Stated exercise | Reproduce the portion of the material that begins with the line containing "Objective — for every instance of the tree" and ends with the line containing "[[386, 171], [166, 360]]". Include both of those lines and change nothing.

[START]

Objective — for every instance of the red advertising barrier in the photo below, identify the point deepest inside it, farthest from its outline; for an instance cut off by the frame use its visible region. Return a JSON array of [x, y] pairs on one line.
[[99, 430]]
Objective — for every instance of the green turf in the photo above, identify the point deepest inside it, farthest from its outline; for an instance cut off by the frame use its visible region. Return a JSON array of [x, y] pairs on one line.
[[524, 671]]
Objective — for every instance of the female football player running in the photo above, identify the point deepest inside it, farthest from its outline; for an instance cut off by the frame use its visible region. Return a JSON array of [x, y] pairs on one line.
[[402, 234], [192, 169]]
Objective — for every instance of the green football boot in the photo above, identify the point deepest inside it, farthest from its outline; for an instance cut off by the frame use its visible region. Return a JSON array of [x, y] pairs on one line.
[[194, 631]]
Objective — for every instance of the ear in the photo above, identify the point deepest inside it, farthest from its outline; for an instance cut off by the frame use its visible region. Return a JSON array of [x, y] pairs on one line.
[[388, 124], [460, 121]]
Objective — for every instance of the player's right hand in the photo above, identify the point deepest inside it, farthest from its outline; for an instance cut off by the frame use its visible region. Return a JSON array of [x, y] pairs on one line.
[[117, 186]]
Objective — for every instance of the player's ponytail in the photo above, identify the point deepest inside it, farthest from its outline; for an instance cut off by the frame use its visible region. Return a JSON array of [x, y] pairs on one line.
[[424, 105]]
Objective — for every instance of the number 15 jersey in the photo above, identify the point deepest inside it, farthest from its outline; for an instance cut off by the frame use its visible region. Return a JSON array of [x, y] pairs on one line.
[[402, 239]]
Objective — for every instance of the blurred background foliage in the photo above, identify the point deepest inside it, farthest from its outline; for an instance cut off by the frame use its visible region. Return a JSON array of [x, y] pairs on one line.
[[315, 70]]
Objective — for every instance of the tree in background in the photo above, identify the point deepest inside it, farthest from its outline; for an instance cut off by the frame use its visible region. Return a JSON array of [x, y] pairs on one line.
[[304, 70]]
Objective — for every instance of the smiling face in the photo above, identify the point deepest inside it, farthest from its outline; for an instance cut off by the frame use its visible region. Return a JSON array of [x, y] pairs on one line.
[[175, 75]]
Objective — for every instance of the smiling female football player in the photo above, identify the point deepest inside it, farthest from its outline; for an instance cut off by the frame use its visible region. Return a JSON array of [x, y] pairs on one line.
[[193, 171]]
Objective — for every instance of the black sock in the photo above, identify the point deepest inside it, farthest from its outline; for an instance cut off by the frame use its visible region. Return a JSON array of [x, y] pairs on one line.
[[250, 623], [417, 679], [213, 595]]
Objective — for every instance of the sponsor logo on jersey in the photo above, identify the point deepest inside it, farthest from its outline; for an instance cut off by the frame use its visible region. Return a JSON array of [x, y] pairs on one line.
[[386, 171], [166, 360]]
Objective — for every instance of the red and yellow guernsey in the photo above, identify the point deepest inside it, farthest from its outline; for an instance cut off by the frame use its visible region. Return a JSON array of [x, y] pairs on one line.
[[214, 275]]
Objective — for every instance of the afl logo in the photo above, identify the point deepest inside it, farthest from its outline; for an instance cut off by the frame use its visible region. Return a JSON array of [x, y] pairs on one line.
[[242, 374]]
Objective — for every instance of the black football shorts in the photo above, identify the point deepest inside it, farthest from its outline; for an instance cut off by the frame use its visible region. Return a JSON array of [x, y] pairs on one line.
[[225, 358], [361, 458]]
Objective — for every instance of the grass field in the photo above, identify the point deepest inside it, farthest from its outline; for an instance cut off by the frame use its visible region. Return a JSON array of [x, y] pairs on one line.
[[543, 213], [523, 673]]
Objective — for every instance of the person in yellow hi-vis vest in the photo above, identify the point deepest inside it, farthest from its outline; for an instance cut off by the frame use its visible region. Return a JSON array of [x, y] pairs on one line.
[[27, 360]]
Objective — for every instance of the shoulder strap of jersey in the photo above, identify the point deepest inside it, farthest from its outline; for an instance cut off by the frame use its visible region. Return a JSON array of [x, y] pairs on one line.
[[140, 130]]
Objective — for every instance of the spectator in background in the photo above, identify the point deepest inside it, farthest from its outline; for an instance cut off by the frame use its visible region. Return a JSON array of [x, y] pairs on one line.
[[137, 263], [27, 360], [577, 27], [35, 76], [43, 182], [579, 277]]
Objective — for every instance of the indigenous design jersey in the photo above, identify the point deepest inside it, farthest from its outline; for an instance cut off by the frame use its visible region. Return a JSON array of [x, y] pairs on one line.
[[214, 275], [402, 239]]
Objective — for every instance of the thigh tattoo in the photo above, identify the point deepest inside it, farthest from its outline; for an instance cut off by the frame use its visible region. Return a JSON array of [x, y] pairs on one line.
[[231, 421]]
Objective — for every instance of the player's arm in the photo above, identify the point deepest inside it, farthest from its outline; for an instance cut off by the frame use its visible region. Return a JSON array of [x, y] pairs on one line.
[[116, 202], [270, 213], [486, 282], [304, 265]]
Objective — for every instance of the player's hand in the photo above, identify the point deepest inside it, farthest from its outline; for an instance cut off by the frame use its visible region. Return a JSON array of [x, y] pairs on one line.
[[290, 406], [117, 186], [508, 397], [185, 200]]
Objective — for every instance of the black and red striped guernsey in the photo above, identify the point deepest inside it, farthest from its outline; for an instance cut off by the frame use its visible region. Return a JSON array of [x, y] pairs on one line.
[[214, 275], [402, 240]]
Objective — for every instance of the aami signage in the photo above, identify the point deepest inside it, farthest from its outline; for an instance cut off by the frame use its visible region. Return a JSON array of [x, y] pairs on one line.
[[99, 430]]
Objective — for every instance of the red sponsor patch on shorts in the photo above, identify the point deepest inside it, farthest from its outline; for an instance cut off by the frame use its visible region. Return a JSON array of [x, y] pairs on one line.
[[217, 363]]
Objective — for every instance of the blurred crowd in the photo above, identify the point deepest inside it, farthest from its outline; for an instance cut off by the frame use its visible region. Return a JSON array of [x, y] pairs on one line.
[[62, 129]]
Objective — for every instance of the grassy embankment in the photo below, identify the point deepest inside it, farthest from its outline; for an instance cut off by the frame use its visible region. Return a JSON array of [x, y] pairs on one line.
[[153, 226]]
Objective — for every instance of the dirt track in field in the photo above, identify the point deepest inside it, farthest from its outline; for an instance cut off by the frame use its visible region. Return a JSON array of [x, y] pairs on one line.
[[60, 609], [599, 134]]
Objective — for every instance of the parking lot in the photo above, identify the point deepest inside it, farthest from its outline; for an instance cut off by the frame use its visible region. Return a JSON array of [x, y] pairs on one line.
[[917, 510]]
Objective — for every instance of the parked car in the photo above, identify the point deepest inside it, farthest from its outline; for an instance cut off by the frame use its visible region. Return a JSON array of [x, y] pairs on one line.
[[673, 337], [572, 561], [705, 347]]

[END]

Right answer |
Objective — for every instance of the tree in background in the photo above, identify the point deepest inside it, farthest from its outline; for an instance cut off by the frame use its visible region. Return a JSON array of [x, y] pairs on one line.
[[304, 70]]
Objective — for every instance of the smiling face in the photo above, identify the point deepest inside it, farthest from its outline; for an instance cut off by the frame use its visible region. Return a JSON array of [x, y] pairs on one line.
[[175, 75]]
Objective — for every instance of the smiling female football player in the photo above, identify the point deepest inside it, farthest from its outline; for an instance cut off by the frame use its visible region. Return a JSON array of [x, y] pairs on one line.
[[193, 171]]
Objective — for every instance of the black sock in the photo above, identify the point deepest inside it, farthest from its outline; for an instance cut off by the frame use its visible region. Return a JSON array of [x, y] pairs on one line.
[[250, 623], [417, 679], [213, 595]]
Objective — for every instance of the sponsor logo on jersey in the photo above, identify the point deepest inside it, farthest from its outline; for an instance cut off by the frame use its visible region. Return a JSON array of [x, y] pairs on one line.
[[386, 171], [166, 360]]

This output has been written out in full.